‘I couldn’t save anyone. They’re all dead now’: Syria gas massacre claimed 22 members of one family
The grief-stricken father cradled his nine-month-old twins, Aya and Ahmed, each in the crook of an arm. Stroking their hair, he choked back tears, mumbling, “Say goodbye, baby, say goodbye” to their lifeless bodies.
Then Abdel Hameed Alyousef took them to a mass grave where 22 members of his family were being buried. Each branch of the clan got its own trench.
More than 80 people, including at least 30 children and 20 women, were killed in the chemical attack on the Syrian town of Khan Sheikhoun early Tuesday, and the toll could still rise. The Alyousef family, one of the town’s main clans, was hardest hit.
“Ammar, Aya, Mohammed, Ahmad, I love you my birds. Really they were like birds. Aunt Sana, Uncle Yasser, Abdul-Kareem, please hear me,” Fadl said, choking back tears as she recalled how she said farewell to her relatives in the pile.
“I saw them. They were dead. All are dead now.”
The US and other Western countries accused President Bashar al-Assad of orchestrating
the attack, but Syria and its main backer, Russia, have denied it. Syria’s armed forces “did not and will not” use chemical weapons, even against jihadist groups, Foreign Minister Walid Muallem said yesterday.

• **Given information**:
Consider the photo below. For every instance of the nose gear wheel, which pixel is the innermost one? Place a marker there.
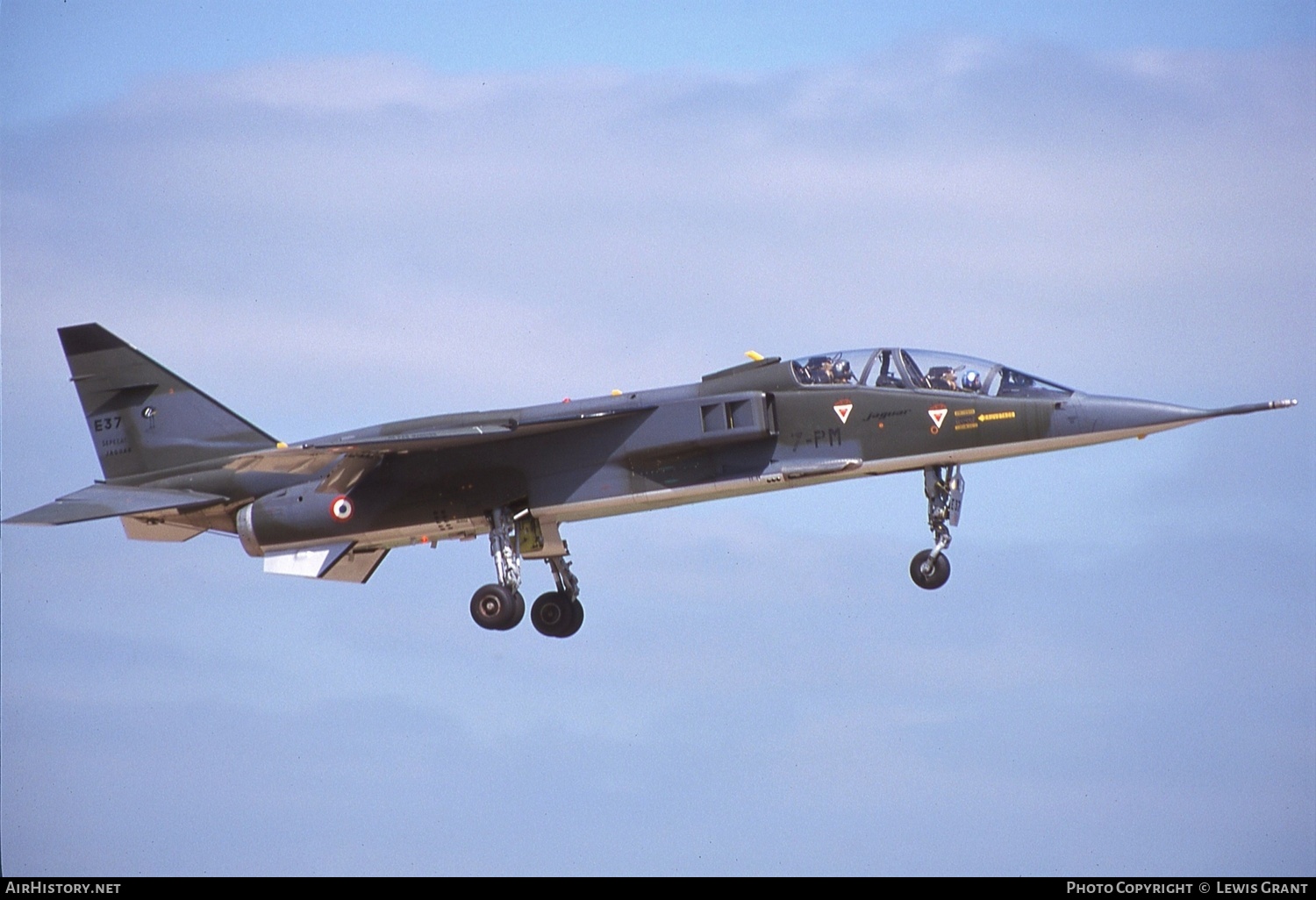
(944, 487)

• **Your tasks**:
**A)** In the article on the Khan Sheikhoun chemical attack, how many members of Abdel Hameed Alyousef's family were buried in the mass grave?
**B)** Please pick up the article on the Khan Sheikhoun chemical attack after its last sentence and carry it on.
The material isn't needed for what follows.

• **Answer list**:
**A)** 22

**B)**
“I stress to you once again: the Syrian army has not, did not and will not use this kind of weapons – not just against our own people, but even against the terrorists that attack our civilians with their mortar rounds,” he said.
Despite world condemnation, bringing justice is difficult in the absence of independent investigation of Syria’s chemical arsenal, which the government insists it has destroyed.
“My heart is broken. Everything was terrible. Everyone was crying and couldn’t breathe,” Fadl said on Wednesday. “We had many circumstances in Syria and we had many difficult situations. This is the most difficult and most harmful situation I ever had.”
The high number of casualties, as well as the grave symptoms including convulsions, constricted pupils and vomiting, point to a complex chemical gas, possibly sarin.
Witnesses say four rockets hit around 6.30am Tuesday, smashing a crater in the ground, but causing minimal structural damage. It quickly became clear this was not a conventional attack.
Fadl remembered her panic when the rockets woke her.
The Alyousefs brought their dead to a family member’s home that was outside the worst attack area. The courtyard was turned into a makeshift morgue where surviving relatives tried for hours to resuscitate loved ones already dead.
That’s when Fadl finally collapsed, she said, only to wake up in a medical centre.
While Fadl recovers along with her son at her parents’ home in a town north of Khan Sheikoun, her husband is still looking for survivors from his extended family.
Alaa Alyousef said not all homes have been searched for survivors yet.
“We are still in shock, a big shock. Our family is devastated,” the 27-year-old said. “Many are still missing. We are afraid to enter homes sometimes lest we find more people dead.”
On Tuesday, he and other family members buried the clan’s dead in the mass grave.
When the airstrikes hit, he was with the twins. “I carried them outside the house with their mother,” the 29-year-old shop owner said. “They were conscious at first, but 10 minutes later we could smell the odour.”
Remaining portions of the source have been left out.